§ Aim of the task: Copy out the final stretch of the listing: the line that contains "of the soda" and all lines after it, exactly as they appear.

————————

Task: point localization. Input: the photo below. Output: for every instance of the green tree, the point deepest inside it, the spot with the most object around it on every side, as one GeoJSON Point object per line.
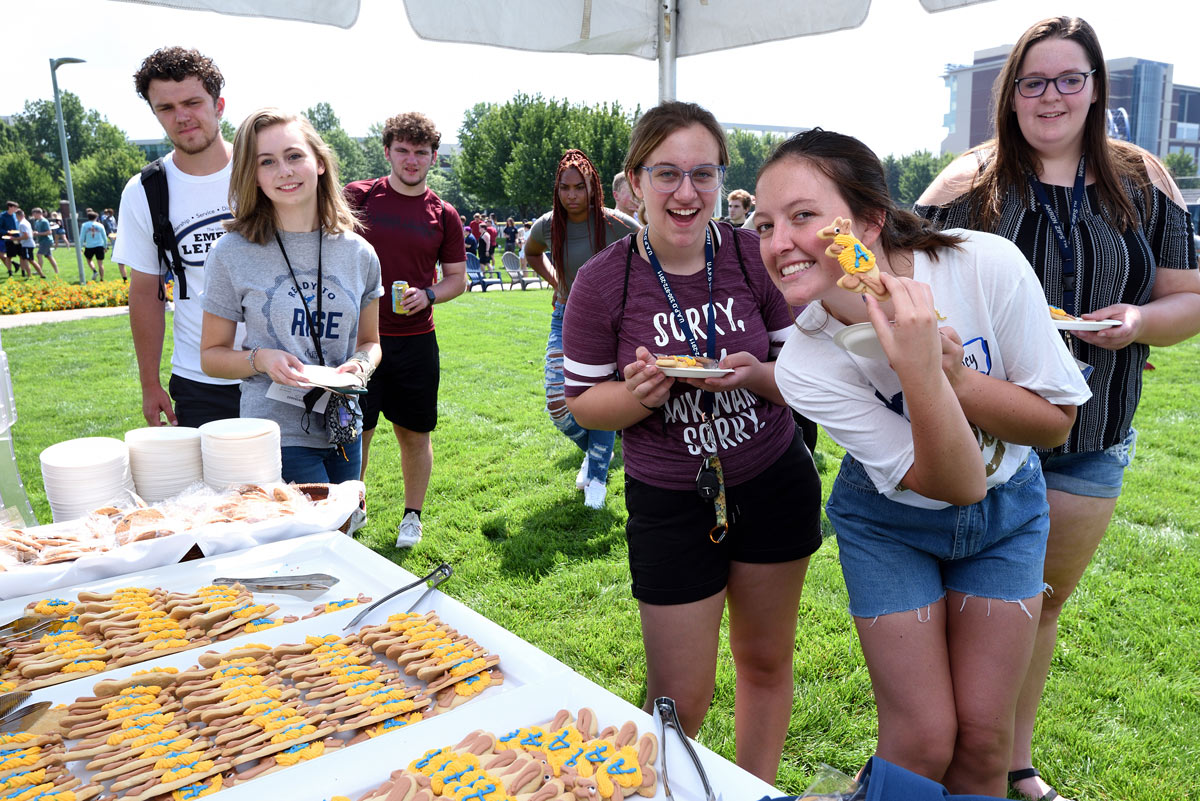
{"type": "Point", "coordinates": [892, 174]}
{"type": "Point", "coordinates": [27, 182]}
{"type": "Point", "coordinates": [372, 152]}
{"type": "Point", "coordinates": [917, 172]}
{"type": "Point", "coordinates": [445, 184]}
{"type": "Point", "coordinates": [351, 160]}
{"type": "Point", "coordinates": [1180, 164]}
{"type": "Point", "coordinates": [748, 152]}
{"type": "Point", "coordinates": [100, 178]}
{"type": "Point", "coordinates": [37, 130]}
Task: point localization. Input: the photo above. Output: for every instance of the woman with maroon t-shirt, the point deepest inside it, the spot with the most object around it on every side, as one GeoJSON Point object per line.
{"type": "Point", "coordinates": [707, 461]}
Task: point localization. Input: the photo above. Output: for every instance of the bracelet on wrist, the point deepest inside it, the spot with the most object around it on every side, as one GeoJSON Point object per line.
{"type": "Point", "coordinates": [253, 353]}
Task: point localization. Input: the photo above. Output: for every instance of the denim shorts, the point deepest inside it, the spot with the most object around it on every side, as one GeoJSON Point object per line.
{"type": "Point", "coordinates": [897, 558]}
{"type": "Point", "coordinates": [1095, 474]}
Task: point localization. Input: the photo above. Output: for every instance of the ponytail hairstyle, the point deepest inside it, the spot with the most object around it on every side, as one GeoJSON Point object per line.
{"type": "Point", "coordinates": [579, 160]}
{"type": "Point", "coordinates": [857, 173]}
{"type": "Point", "coordinates": [253, 214]}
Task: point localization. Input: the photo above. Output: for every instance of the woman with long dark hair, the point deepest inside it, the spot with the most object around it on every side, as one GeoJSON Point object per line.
{"type": "Point", "coordinates": [940, 511]}
{"type": "Point", "coordinates": [723, 495]}
{"type": "Point", "coordinates": [293, 269]}
{"type": "Point", "coordinates": [1109, 238]}
{"type": "Point", "coordinates": [573, 232]}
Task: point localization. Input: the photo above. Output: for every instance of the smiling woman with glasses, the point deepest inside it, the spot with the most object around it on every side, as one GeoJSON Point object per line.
{"type": "Point", "coordinates": [706, 458]}
{"type": "Point", "coordinates": [1108, 235]}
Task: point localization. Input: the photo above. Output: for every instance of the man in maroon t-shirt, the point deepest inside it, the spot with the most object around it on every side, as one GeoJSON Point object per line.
{"type": "Point", "coordinates": [412, 229]}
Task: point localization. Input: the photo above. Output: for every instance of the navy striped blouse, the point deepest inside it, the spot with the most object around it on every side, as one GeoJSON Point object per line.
{"type": "Point", "coordinates": [1111, 267]}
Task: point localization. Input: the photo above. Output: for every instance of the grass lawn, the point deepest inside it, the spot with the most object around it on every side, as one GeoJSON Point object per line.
{"type": "Point", "coordinates": [1121, 718]}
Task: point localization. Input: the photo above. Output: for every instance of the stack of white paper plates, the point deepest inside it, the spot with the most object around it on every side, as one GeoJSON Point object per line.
{"type": "Point", "coordinates": [165, 459]}
{"type": "Point", "coordinates": [84, 474]}
{"type": "Point", "coordinates": [239, 451]}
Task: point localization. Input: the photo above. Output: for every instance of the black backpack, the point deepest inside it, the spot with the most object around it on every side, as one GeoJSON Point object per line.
{"type": "Point", "coordinates": [154, 182]}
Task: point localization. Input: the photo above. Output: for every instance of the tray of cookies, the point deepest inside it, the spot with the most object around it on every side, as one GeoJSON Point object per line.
{"type": "Point", "coordinates": [130, 535]}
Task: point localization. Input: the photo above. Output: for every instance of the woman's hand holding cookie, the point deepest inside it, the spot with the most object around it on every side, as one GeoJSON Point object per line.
{"type": "Point", "coordinates": [281, 366]}
{"type": "Point", "coordinates": [648, 385]}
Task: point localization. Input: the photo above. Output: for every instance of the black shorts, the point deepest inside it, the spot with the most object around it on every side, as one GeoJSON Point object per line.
{"type": "Point", "coordinates": [775, 517]}
{"type": "Point", "coordinates": [198, 403]}
{"type": "Point", "coordinates": [405, 386]}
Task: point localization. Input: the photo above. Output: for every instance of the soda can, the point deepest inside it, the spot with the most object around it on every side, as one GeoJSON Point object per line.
{"type": "Point", "coordinates": [397, 296]}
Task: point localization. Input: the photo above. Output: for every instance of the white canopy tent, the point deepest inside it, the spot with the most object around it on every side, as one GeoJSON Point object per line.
{"type": "Point", "coordinates": [648, 29]}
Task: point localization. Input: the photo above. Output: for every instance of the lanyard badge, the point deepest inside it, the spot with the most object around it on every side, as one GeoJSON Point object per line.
{"type": "Point", "coordinates": [711, 477]}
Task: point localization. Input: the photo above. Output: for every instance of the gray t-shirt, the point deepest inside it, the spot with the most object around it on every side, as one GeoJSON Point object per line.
{"type": "Point", "coordinates": [579, 241]}
{"type": "Point", "coordinates": [250, 283]}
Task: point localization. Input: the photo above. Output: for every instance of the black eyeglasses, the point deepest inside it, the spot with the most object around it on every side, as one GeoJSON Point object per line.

————————

§ Completed task:
Task: point localization. Input: the photo above. Output: for every instance of the soda can, the point deepest inside it, the spot with the most object around it on every side, as one GeoJSON Point object per line.
{"type": "Point", "coordinates": [397, 296]}
Task: point localization. Input: the photo above. Output: for every instance of the white canopy tent, the point deepest inside it, the spot with the most object around it on every side, as one GeoJSON Point object per line.
{"type": "Point", "coordinates": [648, 29]}
Task: point localization. Input: the photo above. Output: for every instance of the lanyard badge, the point deepest inside it, the spot with the most object around it on every side, as one GeoJSON Point object per line.
{"type": "Point", "coordinates": [711, 477]}
Task: point localization. Input: the photo above. Output: for every instance of the gray t-shirt, the point deepest inside it, the spot with the most object around it on every side, as one GeoJSON Point object per line.
{"type": "Point", "coordinates": [579, 241]}
{"type": "Point", "coordinates": [250, 283]}
Task: point localization. Input: the photo above. Output: for every instance of the black eyeglasses, the point deepest inside it, the spot with the most object around it on every side, as one GeoJSON Point object per line.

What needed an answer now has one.